DIRECTIVE 1:
Decide whether each statement agrees with the iconv thread below. For each one, answer yes or no and quote the words from the thread that settle it.
(a) The person asking ran the command in a Linux terminal.
(b) The solution says iconv is part of glibc.
(c) The solution says that if the bug still applies, iconv will report an error.

SELECTED TEXT:
-- -- --

Search code examples
iconv

Converting a UTF-8 greek letters to ASCII using ASCII//IGNORE//TRANSLIT


I am using Linux terminal

echo -n "ΒΓΔΕΖΗΘΙΚΛΜΝΞΠΡΣΤΥΦΧΨΩ" | iconv -f utf-8 -t ASCII//IGNORE//TRANSLIT

but error: ilegal sequence.

Expected result: something as Α=A, Γ=G, Δ=D, Ε=E, Λ=L, etc.

PS: similar to PHP's problem here but utf8 not accepted on terminal.


Solution

  • First of all, it should be echo -n "ΒΓΔΕΖΗΘΙΚΛΜΝΞΠΡΣΤΥΦΧΨΩ"|iconv -f UTF-8 -t ASCII//TRANSLIT. Note the capial UTF-8 and no IGNORE.

    Second, there was a Greek transliteration table missing in glibc until recently. (iconv is part of glibc) [1]

    If that bug still affects you there should be ????????????? given as output, but no error.

-- -- --

MATERIAL FOR THE TASK:

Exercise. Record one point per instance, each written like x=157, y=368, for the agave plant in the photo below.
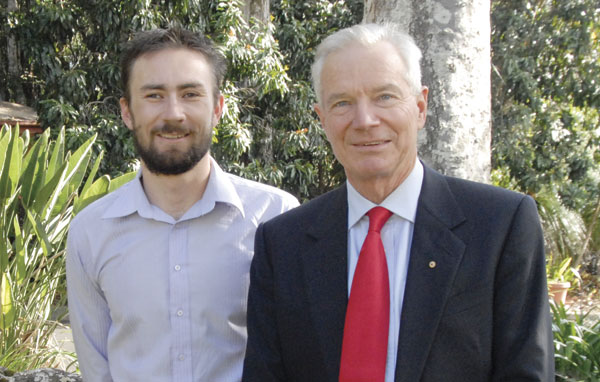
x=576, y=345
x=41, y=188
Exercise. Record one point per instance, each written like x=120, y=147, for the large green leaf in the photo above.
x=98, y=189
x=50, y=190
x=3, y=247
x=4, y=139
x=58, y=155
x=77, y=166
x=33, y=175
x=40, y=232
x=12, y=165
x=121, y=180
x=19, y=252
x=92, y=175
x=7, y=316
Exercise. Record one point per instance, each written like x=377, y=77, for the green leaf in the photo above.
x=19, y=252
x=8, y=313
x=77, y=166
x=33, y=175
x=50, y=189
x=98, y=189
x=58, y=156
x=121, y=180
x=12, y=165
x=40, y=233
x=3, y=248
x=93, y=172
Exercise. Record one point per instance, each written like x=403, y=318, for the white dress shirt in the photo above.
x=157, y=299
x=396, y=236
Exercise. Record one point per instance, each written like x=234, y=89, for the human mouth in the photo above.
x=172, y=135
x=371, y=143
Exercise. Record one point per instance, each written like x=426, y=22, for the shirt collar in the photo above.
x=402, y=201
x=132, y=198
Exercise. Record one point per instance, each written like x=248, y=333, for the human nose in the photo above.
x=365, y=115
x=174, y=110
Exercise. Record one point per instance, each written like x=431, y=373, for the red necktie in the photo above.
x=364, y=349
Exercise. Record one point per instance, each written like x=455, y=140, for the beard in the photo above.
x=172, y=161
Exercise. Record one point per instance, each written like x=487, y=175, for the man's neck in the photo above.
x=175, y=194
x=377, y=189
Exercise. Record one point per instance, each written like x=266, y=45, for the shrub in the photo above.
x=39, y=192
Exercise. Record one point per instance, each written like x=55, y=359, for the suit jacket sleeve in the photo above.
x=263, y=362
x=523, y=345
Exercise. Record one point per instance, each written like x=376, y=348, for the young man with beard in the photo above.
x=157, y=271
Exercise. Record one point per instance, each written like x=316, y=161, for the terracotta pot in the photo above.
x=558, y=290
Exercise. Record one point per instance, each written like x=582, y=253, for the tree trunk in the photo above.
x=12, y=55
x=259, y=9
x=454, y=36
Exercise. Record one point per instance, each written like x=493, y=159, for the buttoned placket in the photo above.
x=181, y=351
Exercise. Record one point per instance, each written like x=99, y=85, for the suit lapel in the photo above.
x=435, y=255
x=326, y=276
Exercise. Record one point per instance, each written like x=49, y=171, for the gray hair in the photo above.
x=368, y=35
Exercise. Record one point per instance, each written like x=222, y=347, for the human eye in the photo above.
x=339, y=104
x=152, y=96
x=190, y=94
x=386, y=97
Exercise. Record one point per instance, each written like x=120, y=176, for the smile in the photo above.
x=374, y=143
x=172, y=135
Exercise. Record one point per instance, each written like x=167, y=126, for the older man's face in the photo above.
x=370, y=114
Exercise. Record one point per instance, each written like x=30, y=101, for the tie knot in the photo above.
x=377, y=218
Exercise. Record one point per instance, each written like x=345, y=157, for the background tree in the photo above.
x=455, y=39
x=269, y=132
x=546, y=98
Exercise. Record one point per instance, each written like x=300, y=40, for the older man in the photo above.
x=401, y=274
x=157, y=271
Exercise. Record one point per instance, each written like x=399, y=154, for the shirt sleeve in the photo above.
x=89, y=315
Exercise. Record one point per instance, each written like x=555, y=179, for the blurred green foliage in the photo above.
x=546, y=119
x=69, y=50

-- -- --

DIRECTIVE 2: Convert the lines of the entries from their start through the line holding "x=41, y=188", inclusive, into a numbered list with blank lines left out. Leave the pictures out.

TASK ANSWER 1:
(a) Yes: "I am using Linux terminal"
(b) Yes: "(iconv is part of glibc)"
(c) No: "there should be ????????????? given as output, but no error."

TASK ANSWER 2:
1. Exercise. Record one point per instance, each written like x=157, y=368, for the agave plant in the photo below.
2. x=576, y=345
3. x=41, y=188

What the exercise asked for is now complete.